SHORT EXERCISE A:
In the code review of the write-leveling calibration patch, what maximum value does the reviewer's own code test each byte against?
SHORT EXERCISE B:
Write the next part of the code review of the write-leveling calibration patch, starting after its final sentence.

EXCERPTED PASSAGE:
--
I have code that tests each byte individually against a max
value of 0x2f, but I'm having trouble finding the source of
the test at the moment.
> + /* check to see if cal failed */
> + if ((readl(&mmdc0->mpwldectrl0) == 0x001F001F) &&
> + (readl(&mmdc0->mpwldectrl1) == 0x001F001F) &&
Ditto (sysinfo->dsize == 2):
> + (readl(&mmdc1->mpwldectrl0) == 0x001F001F) &&
> + (readl(&mmdc1->mpwldectrl1) == 0x001F001F)) {
> + debug("Cal seems to have soft-failed due to memory not supporting write leveling on all channels. Restoring original write leveling values.\n");
> + writel(ldectrl[0], &mmdc0->mpwldectrl0);
> + writel(ldectrl[1], &mmdc0->mpwldectrl1);
> + writel(ldectrl[2], &mmdc1->mpwldectrl0);
> + writel(ldectrl[3], &mmdc1->mpwldectrl1);
> + errors |= 4;
> + }
> +
> + /*
> + * User should issue MRS command to exit write leveling mode
> + * through Load Mode Register command
> + * Register setting:
> + * Bits[31:16] MR1 value "ddr_mr1" value from initialization
> + * Bit[9] clear WL_EN to disable MMDC DQS output
> + * Bits[6:4] set CMD bits for Load Mode Register programming
> + * Bits[2:0] set CMD_BA to 0x1 for DDR MR1 programming
> + */
> + writel((ddr_mr1 << 16) + 0x8031, &mmdc0->mdscr);
> +
As mentioned earlier, you can just set mdref here, instead of
using a saved value. The only assignment is currently this:
mmdc0->mdref = (0 << 14) |
(3 << 11);
> + /* re-enable auto refresh and zq cal */
> + writel(esdmisc_val, &mmdc0->mdref);
I think you can just use clrbits32_le here and get rid of zq_val.
> + writel(zq_val, &mmdc0->mpzqhwctrl);
> +
> + debug("\tMMDC_MPWLDECTRL0 after write level cal: 0x%08X\n",
> + readl(&mmdc0->mpwldectrl0));
> + debug("\tMMDC_MPWLDECTRL1 after write level cal: 0x%08X\n",
> + readl(&mmdc0->mpwldectrl1));
> + debug("\tMMDC_MPWLDECTRL0 after write level cal: 0x%08X\n",
> + readl(&mmdc1->mpwldectrl0));
> + debug("\tMMDC_MPWLDECTRL1 after write level cal: 0x%08X\n",
> + readl(&mmdc1->mpwldectrl1));
> +
Why the dummy reads below?
I'd like to see the values fed back in an output parameter:
calib->p0_mpwldectrl0 = readl(&mmdc0->mpwldectrl0);
calib->p0_mpwldectrl1 = readl(&mmdc0->mpwldectrl1);
Absent that, I don't think a dummy read is needed.
--
DATA SECTION:
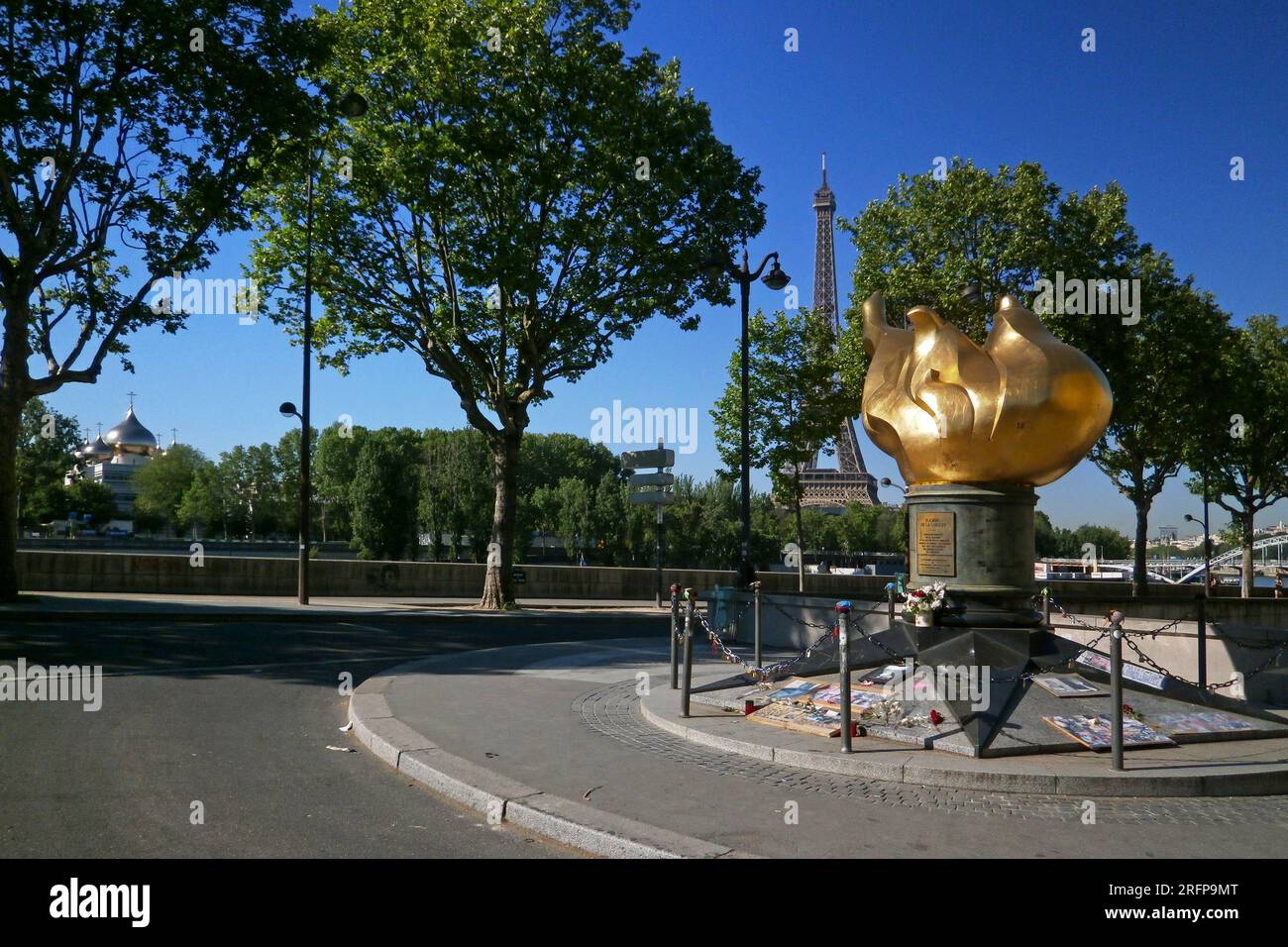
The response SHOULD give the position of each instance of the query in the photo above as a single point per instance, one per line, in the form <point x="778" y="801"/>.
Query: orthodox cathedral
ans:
--
FINAL ANSWER A:
0x2f

FINAL ANSWER B:
> + /* We must force a readback of these values, to get them to stick */
> + readl(&mmdc0->mpwldectrl0);
> + readl(&mmdc0->mpwldectrl1);
> + readl(&mmdc1->mpwldectrl0);
> + readl(&mmdc1->mpwldectrl1);
> +
> + /* enable DDR logic power down timer: */
> + setbits_le32(&mmdc0->mdpdc, 0x00005500);
> +
Again, s/Adopt/Automatic/
> + /* Enable Adopt power down timer: */
> + clrbits_le32(&mmdc0->mapsr, 0x1);
> +
> + /* Clear CON_REQ */
> + writel(0, &mmdc0->mdscr);
> +
> + return errors;
> +}
> +
This should also have parameters of mx6_ddr_sysinfo (input) and
mx6_mmdc_calibration (output), at least for sysinfo->dsize
> +int mmdc_do_dqs_calibration(void)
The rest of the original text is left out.